→ **WORKING DATA**:
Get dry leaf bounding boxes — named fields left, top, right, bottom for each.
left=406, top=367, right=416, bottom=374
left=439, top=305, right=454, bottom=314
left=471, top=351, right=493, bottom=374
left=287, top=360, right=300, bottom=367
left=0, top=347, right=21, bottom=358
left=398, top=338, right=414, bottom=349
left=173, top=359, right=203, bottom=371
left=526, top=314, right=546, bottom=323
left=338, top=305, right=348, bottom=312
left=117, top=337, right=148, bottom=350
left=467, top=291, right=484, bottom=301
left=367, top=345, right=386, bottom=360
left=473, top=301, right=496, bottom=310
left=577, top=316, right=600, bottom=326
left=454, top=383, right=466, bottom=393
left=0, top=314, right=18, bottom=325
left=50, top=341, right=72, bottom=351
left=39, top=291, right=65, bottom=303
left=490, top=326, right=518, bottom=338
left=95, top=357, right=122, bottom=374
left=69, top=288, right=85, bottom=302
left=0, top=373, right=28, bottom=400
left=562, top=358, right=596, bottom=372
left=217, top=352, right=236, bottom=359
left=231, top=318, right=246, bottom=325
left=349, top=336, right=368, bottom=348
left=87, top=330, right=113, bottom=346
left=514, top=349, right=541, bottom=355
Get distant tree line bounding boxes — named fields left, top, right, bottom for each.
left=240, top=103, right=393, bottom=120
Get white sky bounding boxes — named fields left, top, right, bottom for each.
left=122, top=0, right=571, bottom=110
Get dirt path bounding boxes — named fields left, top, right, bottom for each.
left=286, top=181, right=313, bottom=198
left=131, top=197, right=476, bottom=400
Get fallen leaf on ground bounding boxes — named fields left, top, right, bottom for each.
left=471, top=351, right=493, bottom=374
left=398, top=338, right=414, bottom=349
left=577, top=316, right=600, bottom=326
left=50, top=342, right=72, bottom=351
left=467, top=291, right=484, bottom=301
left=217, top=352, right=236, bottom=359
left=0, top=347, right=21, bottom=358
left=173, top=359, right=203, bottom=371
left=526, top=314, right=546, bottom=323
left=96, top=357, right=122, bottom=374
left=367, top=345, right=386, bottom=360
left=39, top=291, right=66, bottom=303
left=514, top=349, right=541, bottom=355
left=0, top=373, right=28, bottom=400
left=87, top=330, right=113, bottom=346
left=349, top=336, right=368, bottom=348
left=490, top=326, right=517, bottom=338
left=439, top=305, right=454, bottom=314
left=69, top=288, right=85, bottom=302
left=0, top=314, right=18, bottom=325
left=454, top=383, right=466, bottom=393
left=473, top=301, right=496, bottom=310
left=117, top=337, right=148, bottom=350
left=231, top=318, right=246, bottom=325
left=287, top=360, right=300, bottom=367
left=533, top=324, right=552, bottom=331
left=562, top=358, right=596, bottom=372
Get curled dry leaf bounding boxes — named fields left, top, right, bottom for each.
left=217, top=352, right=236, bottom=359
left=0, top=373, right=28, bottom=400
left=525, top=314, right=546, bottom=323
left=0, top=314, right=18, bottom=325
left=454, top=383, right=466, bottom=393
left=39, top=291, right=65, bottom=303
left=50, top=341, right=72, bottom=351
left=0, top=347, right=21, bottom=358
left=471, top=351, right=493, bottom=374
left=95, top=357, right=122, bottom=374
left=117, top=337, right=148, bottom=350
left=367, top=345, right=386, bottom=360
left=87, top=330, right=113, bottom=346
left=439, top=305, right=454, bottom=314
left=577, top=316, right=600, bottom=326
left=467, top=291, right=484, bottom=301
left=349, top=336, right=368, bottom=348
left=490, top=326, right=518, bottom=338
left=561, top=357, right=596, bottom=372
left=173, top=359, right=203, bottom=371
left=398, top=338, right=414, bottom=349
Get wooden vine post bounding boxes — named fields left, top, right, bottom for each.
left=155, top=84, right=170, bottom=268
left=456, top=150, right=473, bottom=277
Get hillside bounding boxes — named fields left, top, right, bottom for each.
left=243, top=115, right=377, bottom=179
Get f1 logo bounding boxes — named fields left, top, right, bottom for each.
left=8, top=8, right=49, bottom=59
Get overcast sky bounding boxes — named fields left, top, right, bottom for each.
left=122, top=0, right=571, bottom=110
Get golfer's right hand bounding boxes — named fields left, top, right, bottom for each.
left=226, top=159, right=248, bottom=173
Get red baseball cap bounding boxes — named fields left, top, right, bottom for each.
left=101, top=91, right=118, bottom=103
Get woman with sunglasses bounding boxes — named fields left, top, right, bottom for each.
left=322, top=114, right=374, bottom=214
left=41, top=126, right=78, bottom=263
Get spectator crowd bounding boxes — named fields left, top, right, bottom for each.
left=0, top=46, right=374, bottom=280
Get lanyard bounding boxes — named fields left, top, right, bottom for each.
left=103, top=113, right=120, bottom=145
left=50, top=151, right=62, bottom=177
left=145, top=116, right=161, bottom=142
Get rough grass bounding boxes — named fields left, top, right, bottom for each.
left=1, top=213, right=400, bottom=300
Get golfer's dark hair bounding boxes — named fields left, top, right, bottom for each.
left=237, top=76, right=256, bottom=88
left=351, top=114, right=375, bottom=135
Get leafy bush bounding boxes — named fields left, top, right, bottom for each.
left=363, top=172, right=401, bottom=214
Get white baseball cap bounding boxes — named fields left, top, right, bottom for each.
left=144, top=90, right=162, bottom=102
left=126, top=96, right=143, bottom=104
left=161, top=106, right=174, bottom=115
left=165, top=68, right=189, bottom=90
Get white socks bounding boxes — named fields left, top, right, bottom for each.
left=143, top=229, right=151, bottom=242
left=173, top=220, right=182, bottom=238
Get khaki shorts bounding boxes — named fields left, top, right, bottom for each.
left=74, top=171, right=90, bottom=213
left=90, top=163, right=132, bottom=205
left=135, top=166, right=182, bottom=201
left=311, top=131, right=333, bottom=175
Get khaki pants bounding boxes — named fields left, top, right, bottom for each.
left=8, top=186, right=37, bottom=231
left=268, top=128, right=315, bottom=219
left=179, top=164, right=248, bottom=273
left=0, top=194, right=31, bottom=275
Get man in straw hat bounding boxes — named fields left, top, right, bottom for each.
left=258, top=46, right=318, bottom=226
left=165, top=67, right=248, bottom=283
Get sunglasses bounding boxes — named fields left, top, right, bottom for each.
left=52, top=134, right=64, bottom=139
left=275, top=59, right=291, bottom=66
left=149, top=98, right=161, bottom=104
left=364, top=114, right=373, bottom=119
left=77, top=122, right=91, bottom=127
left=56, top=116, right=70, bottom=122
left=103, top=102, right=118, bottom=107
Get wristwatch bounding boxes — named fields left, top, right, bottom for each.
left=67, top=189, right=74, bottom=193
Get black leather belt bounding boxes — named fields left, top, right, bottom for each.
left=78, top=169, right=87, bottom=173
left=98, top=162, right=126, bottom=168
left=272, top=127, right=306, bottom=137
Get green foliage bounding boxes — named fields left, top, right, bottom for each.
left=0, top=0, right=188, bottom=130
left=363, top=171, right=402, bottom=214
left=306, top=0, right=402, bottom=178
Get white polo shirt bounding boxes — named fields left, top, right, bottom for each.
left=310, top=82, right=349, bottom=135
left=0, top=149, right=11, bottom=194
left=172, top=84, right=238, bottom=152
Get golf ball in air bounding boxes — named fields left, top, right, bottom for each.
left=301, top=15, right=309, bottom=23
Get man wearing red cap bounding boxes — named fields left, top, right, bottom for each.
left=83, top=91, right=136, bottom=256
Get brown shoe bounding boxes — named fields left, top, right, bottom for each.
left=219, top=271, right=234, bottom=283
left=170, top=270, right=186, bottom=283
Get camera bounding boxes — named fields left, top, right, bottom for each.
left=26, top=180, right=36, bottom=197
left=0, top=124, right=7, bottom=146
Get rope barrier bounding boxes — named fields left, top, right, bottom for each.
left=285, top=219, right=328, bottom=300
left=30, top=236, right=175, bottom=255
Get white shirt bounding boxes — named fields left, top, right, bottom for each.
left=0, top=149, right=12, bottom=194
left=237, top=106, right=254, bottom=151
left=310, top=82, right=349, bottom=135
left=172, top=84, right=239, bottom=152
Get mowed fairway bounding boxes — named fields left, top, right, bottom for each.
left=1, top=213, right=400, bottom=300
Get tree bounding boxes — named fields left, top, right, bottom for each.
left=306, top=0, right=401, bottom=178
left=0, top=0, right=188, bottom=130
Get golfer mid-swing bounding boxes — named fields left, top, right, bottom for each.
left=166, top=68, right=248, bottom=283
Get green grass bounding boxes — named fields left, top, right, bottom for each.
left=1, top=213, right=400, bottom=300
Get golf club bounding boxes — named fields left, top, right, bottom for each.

→ **TASK**: The response should contain only a verbatim copy of the lines from the line with "Get tree bounding" to the final line of the records.

→ **EXERCISE RESULT**:
Get tree bounding boxes — named fields left, top, right, bottom for each.
left=306, top=0, right=401, bottom=178
left=0, top=0, right=188, bottom=130
Get golfer mid-swing bounding boxes — named fields left, top, right, bottom for each.
left=166, top=68, right=248, bottom=283
Get green grass bounding boxes — named fields left, top, right, bottom for each.
left=1, top=213, right=400, bottom=300
Get golf club bounding boxes — named fields left, top, right, bottom for each.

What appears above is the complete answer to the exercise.